__DATA FOR THIS TASK__.
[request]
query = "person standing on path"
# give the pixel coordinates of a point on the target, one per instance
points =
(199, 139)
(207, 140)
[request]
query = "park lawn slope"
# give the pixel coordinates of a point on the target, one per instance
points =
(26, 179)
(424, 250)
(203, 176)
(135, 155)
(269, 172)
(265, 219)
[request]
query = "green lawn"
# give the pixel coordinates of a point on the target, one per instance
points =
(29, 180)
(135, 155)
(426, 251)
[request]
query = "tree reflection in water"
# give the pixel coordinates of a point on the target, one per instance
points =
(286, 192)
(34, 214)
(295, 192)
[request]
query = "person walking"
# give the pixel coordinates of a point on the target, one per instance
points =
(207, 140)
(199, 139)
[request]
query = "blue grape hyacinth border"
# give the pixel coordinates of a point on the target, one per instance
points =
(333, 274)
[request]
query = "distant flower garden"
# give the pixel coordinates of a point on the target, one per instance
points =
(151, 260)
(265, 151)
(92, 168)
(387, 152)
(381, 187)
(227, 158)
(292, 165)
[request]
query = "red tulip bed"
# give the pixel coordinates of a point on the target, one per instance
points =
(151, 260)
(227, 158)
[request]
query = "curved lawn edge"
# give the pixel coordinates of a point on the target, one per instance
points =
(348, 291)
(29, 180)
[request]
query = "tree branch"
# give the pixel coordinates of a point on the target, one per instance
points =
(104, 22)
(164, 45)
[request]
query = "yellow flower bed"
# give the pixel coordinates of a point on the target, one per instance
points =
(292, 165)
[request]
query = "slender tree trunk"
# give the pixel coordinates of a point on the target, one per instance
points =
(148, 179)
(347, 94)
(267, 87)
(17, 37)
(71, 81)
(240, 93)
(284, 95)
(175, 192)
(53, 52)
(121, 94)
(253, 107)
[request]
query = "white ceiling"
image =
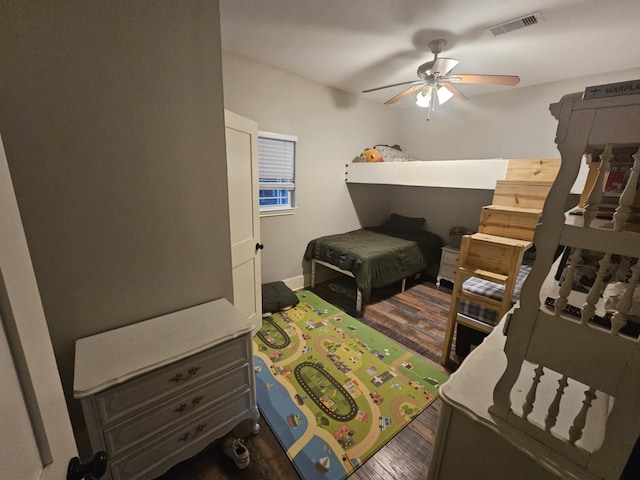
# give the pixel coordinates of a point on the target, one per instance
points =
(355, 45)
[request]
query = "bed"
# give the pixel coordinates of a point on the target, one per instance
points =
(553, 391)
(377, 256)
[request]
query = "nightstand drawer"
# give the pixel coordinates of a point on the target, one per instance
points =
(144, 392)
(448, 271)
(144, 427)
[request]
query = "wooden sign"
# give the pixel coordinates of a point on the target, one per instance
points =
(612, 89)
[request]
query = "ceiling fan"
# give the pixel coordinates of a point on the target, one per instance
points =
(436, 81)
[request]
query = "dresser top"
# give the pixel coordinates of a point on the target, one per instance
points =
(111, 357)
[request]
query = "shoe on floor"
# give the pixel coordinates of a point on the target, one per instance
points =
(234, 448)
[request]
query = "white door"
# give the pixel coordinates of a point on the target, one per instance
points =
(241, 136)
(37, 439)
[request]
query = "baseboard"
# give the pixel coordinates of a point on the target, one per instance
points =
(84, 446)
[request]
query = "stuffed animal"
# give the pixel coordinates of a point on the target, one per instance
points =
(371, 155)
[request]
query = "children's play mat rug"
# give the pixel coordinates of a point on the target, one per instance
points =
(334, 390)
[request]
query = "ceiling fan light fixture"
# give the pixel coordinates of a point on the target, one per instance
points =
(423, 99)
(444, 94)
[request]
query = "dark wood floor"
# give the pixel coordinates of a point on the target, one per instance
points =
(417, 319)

* * *

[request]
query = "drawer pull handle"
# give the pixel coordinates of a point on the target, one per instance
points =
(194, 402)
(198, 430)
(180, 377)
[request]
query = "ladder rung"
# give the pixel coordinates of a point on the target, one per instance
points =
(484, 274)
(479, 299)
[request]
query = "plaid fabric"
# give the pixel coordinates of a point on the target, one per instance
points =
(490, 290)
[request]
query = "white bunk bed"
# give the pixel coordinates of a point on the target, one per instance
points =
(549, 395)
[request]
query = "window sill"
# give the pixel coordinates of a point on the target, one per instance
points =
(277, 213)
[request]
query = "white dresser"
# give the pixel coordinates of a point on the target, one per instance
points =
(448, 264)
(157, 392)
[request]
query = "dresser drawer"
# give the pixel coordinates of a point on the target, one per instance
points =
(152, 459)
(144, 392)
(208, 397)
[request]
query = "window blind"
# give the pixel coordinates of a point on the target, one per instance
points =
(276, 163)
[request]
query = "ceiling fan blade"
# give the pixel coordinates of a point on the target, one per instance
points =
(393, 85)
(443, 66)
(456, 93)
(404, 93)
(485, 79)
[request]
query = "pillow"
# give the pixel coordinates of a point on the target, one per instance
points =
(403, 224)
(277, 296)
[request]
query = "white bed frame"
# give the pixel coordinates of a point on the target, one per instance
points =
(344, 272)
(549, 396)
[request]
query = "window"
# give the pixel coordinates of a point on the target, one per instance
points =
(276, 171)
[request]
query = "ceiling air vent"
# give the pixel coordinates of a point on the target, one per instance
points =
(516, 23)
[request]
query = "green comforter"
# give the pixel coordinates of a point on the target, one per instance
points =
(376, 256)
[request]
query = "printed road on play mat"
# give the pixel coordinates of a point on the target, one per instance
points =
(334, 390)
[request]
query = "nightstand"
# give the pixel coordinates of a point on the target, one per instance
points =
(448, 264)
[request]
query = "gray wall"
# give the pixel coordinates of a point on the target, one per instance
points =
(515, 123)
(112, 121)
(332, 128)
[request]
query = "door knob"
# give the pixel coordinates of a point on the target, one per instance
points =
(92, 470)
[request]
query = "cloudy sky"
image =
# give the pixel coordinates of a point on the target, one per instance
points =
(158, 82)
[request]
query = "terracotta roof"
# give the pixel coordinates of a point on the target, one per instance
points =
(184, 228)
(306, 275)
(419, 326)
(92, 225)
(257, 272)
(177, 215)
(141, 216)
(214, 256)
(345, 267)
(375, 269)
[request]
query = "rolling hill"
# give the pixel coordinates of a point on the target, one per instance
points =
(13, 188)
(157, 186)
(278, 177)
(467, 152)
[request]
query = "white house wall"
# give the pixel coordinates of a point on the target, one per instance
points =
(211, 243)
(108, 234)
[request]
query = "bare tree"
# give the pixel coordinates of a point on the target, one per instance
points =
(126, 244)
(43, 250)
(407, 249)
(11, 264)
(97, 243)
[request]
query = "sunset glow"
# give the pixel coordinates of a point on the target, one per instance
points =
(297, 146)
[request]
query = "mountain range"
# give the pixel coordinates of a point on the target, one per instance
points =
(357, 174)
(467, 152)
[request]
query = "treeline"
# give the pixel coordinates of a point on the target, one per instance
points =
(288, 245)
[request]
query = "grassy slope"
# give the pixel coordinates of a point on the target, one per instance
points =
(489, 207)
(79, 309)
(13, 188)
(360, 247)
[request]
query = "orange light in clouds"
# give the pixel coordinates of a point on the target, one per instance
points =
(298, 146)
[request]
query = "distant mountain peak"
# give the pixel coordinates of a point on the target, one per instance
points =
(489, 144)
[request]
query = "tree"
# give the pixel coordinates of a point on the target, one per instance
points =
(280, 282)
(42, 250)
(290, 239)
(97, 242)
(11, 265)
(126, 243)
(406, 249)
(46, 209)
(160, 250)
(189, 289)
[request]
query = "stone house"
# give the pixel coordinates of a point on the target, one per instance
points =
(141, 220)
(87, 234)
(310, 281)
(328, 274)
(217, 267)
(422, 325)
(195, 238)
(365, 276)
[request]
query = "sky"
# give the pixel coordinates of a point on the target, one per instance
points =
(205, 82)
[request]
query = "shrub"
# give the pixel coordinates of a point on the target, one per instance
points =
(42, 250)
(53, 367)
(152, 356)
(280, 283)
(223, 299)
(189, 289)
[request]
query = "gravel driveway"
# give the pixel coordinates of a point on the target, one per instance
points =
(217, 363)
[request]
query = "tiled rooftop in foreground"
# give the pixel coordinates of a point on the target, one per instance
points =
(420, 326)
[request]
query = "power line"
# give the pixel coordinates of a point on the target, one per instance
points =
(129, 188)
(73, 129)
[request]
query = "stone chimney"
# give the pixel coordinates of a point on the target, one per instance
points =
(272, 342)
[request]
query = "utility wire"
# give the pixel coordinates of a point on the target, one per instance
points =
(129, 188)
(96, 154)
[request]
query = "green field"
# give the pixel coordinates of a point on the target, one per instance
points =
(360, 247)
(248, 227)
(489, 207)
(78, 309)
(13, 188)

__WORK REQUIRED__. Report the number of lines above that contain the word "green", and only that number.

__RESPONSE FOR THIS EXERCISE__. 3